§ Excerpted passage
──────

Indian ricegrass is a winter hardy, cool-season bunchgrass. It has tightly rolled, slender leaves. Indian ricegrass is known for its ability to reseed and stabilize shifting sand.

The stability and resiliency of the reference communities is directly linked to the health and vigor of needle and thread and Indian ricegrass Research has found that the community remains resistant to medusahead if the site maintains at least 0.8 mid-sized bunchgrass plant/sq. ft. (K. Davies, 2008). These two grasses help hold the system together. If we lose either grass the ecosystem begins to unravel.

The natural disturbance regime for grassland communities is periodic lightning-caused fires. The fire return intervals (FRI) listed in research for sagebrush steppe communities is quite variable. Ponderosa pine communities have the shortest FRI of about 10-20 years (Miller). The FRI increases as one moves to wetter forested sites or to dries shrub steppe
communities. Given the uncertainties and opinions or reviewers, a mean of 75 years was chosen for Wyoming sagebrush communities (Rapid Assessment Model). This would place the historic FRI for grassland steppe around 30-50 years.

──────

Point-based annotation data:
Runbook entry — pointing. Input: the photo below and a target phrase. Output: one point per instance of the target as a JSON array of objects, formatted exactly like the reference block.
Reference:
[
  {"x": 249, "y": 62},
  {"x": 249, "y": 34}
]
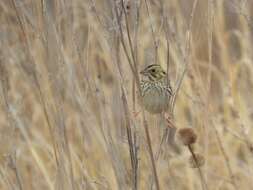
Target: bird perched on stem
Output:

──────

§ Exercise goal
Repeat the ricegrass passage from "Indian ricegrass is a" up to and including "begins to unravel.", swapping "bunchgrass" for "tussock grass".

§ Output of the task
Indian ricegrass is a winter hardy, cool-season tussock grass. It has tightly rolled, slender leaves. Indian ricegrass is known for its ability to reseed and stabilize shifting sand.

The stability and resiliency of the reference communities is directly linked to the health and vigor of needle and thread and Indian ricegrass Research has found that the community remains resistant to medusahead if the site maintains at least 0.8 mid-sized tussock grass plant/sq. ft. (K. Davies, 2008). These two grasses help hold the system together. If we lose either grass the ecosystem begins to unravel.